Objective: Write out everything from the line containing "Target: rocky outcrop" down to the last of the lines below, unchanged.

Lines from a data collection:
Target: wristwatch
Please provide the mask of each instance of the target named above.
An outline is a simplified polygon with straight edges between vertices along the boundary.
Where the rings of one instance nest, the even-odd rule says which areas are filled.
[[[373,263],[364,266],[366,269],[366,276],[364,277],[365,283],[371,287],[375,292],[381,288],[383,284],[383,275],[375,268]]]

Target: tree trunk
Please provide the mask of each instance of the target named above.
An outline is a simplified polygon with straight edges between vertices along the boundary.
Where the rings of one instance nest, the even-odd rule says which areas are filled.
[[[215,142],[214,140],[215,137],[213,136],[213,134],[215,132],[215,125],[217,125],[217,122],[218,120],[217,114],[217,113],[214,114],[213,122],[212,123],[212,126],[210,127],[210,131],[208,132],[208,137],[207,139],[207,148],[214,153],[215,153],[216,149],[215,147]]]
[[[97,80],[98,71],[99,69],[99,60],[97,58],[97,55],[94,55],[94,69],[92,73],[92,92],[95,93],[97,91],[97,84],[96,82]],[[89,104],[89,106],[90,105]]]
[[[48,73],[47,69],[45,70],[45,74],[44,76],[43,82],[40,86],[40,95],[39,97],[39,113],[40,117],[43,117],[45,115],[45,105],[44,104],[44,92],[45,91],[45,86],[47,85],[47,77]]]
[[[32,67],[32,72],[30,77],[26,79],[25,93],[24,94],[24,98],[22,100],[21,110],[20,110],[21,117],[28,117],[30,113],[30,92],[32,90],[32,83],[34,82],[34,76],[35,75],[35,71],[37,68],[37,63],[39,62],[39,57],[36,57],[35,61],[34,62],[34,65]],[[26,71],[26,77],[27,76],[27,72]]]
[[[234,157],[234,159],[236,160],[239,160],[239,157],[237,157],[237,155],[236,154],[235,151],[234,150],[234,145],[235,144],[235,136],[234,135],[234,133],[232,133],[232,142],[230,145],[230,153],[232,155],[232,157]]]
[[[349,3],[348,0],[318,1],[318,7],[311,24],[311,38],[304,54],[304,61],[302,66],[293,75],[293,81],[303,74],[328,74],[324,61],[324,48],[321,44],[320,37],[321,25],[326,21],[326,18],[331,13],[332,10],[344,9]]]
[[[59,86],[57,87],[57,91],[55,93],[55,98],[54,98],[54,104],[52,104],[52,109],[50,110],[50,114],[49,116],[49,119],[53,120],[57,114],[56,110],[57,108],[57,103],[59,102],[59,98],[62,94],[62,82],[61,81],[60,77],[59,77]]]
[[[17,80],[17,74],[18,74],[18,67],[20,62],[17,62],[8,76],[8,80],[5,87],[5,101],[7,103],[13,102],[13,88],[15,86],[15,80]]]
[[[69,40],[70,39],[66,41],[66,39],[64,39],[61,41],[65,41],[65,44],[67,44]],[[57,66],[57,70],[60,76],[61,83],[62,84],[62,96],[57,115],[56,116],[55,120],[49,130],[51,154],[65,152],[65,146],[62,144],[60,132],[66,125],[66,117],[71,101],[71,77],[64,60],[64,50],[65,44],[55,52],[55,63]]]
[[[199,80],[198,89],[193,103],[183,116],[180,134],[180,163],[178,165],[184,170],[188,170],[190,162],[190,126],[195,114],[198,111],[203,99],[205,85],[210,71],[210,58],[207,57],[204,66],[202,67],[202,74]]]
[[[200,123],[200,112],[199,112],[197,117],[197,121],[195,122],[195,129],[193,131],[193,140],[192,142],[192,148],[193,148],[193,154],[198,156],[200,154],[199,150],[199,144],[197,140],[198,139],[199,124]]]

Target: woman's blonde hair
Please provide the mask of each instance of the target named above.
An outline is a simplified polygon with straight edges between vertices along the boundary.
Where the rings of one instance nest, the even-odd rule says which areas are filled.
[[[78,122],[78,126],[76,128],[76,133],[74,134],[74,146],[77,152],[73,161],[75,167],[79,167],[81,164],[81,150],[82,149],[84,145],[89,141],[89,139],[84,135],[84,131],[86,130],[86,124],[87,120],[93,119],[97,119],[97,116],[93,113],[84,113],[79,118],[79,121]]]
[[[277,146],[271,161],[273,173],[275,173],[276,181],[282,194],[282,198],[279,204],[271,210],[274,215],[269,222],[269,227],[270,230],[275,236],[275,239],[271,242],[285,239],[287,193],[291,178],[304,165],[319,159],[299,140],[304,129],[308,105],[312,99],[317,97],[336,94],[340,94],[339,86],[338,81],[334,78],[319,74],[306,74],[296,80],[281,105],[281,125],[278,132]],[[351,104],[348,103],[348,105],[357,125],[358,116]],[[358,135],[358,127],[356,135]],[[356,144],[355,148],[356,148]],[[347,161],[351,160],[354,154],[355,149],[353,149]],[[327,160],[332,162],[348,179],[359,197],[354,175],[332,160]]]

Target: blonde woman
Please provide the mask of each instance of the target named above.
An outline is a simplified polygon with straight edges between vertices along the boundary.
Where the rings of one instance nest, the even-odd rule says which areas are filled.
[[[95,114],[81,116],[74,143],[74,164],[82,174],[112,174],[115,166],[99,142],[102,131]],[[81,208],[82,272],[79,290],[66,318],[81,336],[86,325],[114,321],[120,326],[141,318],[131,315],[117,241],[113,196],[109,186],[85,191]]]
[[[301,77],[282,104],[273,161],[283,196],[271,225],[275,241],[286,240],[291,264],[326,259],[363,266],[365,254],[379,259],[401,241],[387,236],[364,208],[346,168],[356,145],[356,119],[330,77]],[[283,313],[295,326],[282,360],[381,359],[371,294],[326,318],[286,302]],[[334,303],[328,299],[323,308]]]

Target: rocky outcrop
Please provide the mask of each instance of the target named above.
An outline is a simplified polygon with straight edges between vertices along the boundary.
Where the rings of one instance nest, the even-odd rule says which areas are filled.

Response to this task:
Target: rocky outcrop
Please provide the mask of each instance of the target named above.
An outline is a simplified polygon with straight edges between vertices along the boundary.
Where the rings of one instance nest, the even-odd rule says which areas are filled.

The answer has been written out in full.